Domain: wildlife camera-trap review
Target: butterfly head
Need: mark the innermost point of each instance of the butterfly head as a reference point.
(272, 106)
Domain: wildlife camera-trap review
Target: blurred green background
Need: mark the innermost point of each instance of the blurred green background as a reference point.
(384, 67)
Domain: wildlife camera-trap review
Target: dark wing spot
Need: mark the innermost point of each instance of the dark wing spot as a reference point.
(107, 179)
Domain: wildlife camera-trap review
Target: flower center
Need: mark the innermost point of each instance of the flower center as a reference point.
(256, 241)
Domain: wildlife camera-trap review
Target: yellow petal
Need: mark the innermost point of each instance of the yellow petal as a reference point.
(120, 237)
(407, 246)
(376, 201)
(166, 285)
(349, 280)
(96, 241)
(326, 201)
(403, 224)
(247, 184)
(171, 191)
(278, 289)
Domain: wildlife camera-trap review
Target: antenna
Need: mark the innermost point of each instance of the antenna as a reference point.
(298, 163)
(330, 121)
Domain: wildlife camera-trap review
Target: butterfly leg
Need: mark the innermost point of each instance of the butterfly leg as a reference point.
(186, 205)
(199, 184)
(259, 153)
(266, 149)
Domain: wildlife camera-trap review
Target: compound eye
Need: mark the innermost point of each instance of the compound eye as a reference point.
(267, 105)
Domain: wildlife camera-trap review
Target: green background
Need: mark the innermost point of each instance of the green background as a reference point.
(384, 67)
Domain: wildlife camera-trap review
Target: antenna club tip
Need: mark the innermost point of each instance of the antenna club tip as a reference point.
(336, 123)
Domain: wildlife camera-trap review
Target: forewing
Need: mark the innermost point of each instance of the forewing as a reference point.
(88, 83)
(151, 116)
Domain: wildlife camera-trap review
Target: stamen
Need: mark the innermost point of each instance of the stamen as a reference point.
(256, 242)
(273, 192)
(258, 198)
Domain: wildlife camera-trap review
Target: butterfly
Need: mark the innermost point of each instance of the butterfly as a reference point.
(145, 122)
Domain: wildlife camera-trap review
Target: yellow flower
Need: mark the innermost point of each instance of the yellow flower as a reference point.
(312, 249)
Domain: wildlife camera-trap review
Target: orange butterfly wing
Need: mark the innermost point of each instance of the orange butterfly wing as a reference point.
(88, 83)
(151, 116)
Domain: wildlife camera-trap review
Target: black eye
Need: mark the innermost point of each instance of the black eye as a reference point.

● ● ● ●

§ **Exercise instructions**:
Once you have read the entries, write them all out again exactly.

§ **Response to this exercise**:
Domain: wildlife camera-trap review
Target: butterfly head
Need: mark the innermost point of each instance of the butterfly head as a reference point.
(272, 106)
Domain: wildlife camera-trap review
Target: blurred green background
Need: mark the innermost point of each instance of the blurred green background as a reference point.
(384, 67)
Domain: wildlife camera-trap review
Target: dark wing spot
Need: mark the innermost point of each instance of the dark wing spot as a reference point.
(107, 179)
Domain: wildlife camera-trap review
Target: flower center
Need: mark the innermost point of each instance of the flower center as a reference point.
(256, 241)
Domain: wildlife camera-trap review
Target: yellow petal
Need: mark the innermost point of each instance of the yellow petal as a reference point.
(120, 237)
(407, 246)
(376, 201)
(166, 285)
(349, 280)
(96, 241)
(326, 201)
(403, 224)
(247, 184)
(171, 191)
(278, 289)
Domain: wildlife camera-trap review
Target: antenna
Need: mark the innermost point of each instance of the antenna as a reference point.
(298, 163)
(330, 121)
Domain: wildlife camera-trap review
Target: butterfly leg
Need: mark the innermost point of each instance of the butterfly leg as a reference point.
(186, 205)
(199, 184)
(259, 153)
(266, 149)
Domain: wildlife camera-trap review
Target: compound eye
Need: mark the innermost point of each instance of the compound eye as a reference point.
(267, 105)
Domain: wildlife camera-trap review
Target: green background
Need: mark the innermost point of each instance of the green background as a reference point.
(384, 67)
Domain: wildlife camera-trap review
Target: antenna club tip
Need: mark the innermost point of each instance of the antenna club tip as a reference point.
(336, 123)
Domain: wildlife camera-trap review
Target: forewing
Need: mark the innermost point of each instance of the forewing as a reference point.
(88, 83)
(151, 116)
Domain: wildlife camera-trap review
Target: stamen
Need: mark the innermost point of each instance of the stamen as a reference point.
(256, 242)
(273, 192)
(258, 198)
Domain: wildlife camera-trap review
Target: butterfly
Need: mark the innermost point of each instance of the butterfly as a reference point.
(145, 122)
Domain: wildlife camera-trap review
Target: yellow flower
Need: mark the innermost point of each instance of the yellow flower as a reference point.
(312, 249)
Domain: wildlife camera-trap review
Target: orange butterfly wing
Need: mark the innermost point of each instance of the orange butterfly wing as a reference point.
(88, 83)
(151, 116)
Domain: wildlife camera-trap review
Target: black eye
Need: mark the innermost point of each instance of the black eye as a reference point.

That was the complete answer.